▶ TASK ITEM:
Every record needs to be set down again without a single difference.

*** DATA PROVIDED Section Begins ***

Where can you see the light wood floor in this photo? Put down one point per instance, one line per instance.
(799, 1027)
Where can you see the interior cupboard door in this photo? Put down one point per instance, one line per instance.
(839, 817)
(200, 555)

*** DATA PROVIDED Section Ends ***

▶ ANSWER BELOW:
Where can you see the light wood floor in this photo? Put down one point per instance, one line per instance.
(799, 1027)
Where can you see the interior cupboard door in this photo? Put down one point per instance, one line per instance.
(839, 817)
(200, 555)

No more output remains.